[Images for object localization]
== Segment start ==

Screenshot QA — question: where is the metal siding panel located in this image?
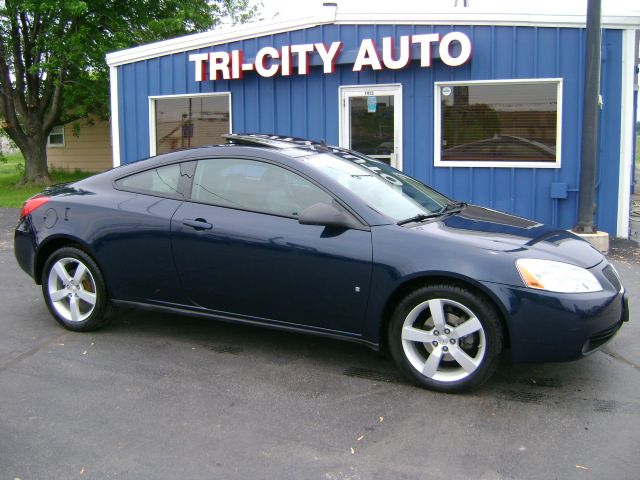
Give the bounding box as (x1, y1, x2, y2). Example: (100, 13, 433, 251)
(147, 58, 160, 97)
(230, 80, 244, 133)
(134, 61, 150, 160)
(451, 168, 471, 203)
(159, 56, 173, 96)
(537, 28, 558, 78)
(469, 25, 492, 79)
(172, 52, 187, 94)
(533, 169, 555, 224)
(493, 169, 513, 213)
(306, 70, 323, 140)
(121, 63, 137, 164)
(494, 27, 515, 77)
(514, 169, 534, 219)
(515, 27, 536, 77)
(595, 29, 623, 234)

== Segment end ==

- [Problem to solve]
A faithful copy of the entries above is needed, one that contains no images.

- [Response area]
Screenshot QA — question: where is the metal siding panel located in this image?
Give the bounding box as (x1, y1, x2, y2). Example: (100, 13, 433, 251)
(147, 58, 160, 97)
(230, 80, 244, 133)
(134, 61, 150, 160)
(451, 168, 471, 203)
(159, 56, 173, 96)
(537, 28, 558, 78)
(469, 25, 492, 79)
(172, 52, 187, 94)
(533, 169, 555, 224)
(493, 169, 513, 213)
(306, 70, 323, 140)
(121, 63, 137, 164)
(494, 27, 515, 77)
(514, 169, 534, 219)
(515, 27, 536, 77)
(595, 29, 623, 234)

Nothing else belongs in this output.